[Aim A] From the post on single-image super-resolution, output everything from "The performance is" down to "before calculating metrics.", copied without any change.
[Aim B] Using the post on single-image super-resolution, decide whether each statement agrees with it. Answer yes or no for each, and quote the deciding words exactly. (i) The DF2K dataset contains 3450 images. (ii) In this post, the model is trained on 2x, 3x, and 4x upscaling scales. (iii) Before metrics are calculated, a 4-pixel border is removed from every side of the image.

[Selected passage]
+ + + +
The goal of single-image super-resolution (SISR) is to transform a low-resolution image into a high-resolution version, enhancing both its detail and quality. This process, called upscaling, increases the image’s spatial resolution while sharpening and clarifying its visual features.

While the objective remains the same, the methods to achieve SISR can vary. In this post (Part 1), I’ll explore three different neural network-based SISR approaches: color prediction, residual prediction, and kernel prediction. But before diving into these methods, it’s important to broadly discuss the datasets, neural network architecture, metrics, training parameters and benchmarks used when comparing these approaches.

Datasets

Training

For this state of the project, DF2K dataset (DIV2K [1] + Flicker2K [2]) is used. The dataset consists of 3450 images. The low-resolution images are generated from ground truth images with bicubic downsampling.

State-of-the-art algorithms are evaluated on three standard upscaling scales: 2x, 3x, and 4x. For this post the model will be trained and evaluated only on a 2x upscaling scale.

Validation

The performance is measured and compared on three standard benchmark datasets Set5 [3], Set14 [4] and BSD100 [5]. Example images from datasets can be seen in Figure 1.

Figure_1
Figure 1: Example ground truth images from the datasets: Set5 (left), BSD100 (middle), and SET14 (right).

Metrics

In line with SRCNN [6], VDSR [7], and other similar methods, PSNR and SSIM metrics were calculated on the luminance component of the image. To ensure consistency with SRCNN and VDSR, a 2-pixel border was excluded from all sides of the image before calculating metrics.
+ + + +
[Information given]
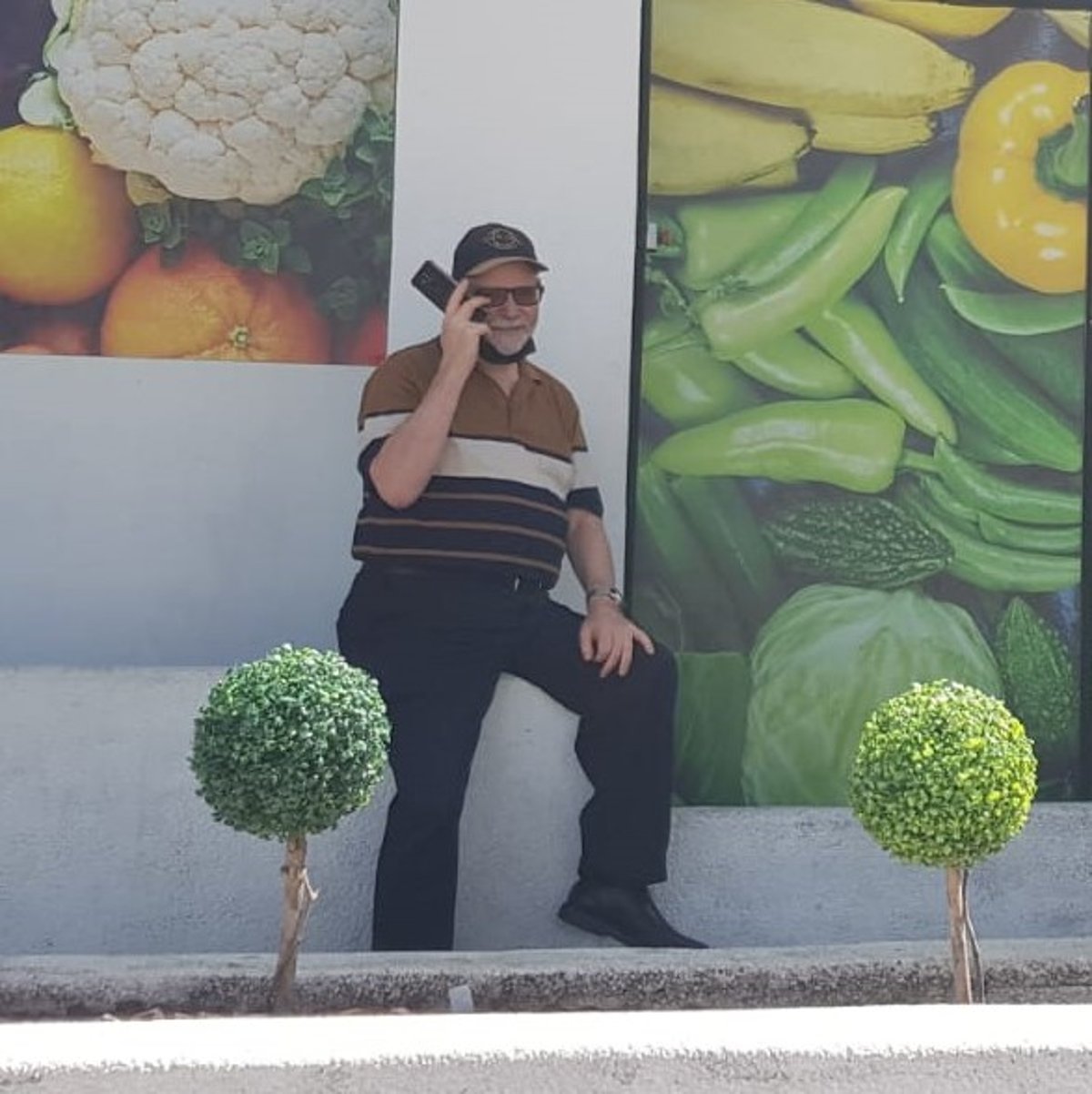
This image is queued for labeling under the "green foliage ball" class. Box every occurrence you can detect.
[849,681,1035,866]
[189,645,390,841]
+ + + +
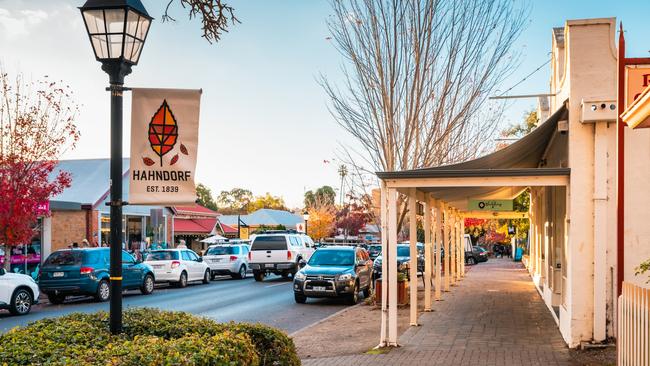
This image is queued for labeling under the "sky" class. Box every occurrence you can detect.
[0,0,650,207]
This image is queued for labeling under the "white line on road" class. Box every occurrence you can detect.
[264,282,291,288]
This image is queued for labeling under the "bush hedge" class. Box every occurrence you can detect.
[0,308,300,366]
+ + + +
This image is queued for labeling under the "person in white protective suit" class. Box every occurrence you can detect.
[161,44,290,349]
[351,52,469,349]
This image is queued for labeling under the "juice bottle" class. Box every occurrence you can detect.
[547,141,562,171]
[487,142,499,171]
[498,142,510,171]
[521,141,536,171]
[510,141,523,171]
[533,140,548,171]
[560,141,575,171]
+ + + +
[Task solution A]
The performance is measured and compared on three standard benchmark datasets Set5 [3], Set14 [4] and BSD100 [5]. Example images from datasets can be seen in Figure 1.

Figure_1
Figure 1: Example ground truth images from the datasets: Set5 (left), BSD100 (middle), and SET14 (right).

Metrics

In line with SRCNN [6], VDSR [7], and other similar methods, PSNR and SSIM metrics were calculated on the luminance component of the image. To ensure consistency with SRCNN and VDSR, a 2-pixel border was excluded from all sides of the image before calculating metrics.

[Task solution B]
(i) Yes: "The dataset consists of 3450 images."
(ii) No: "For this post the model will be trained and evaluated only on a 2x upscaling scale."
(iii) No: "a 2-pixel border was excluded from all sides of the image before calculating metrics."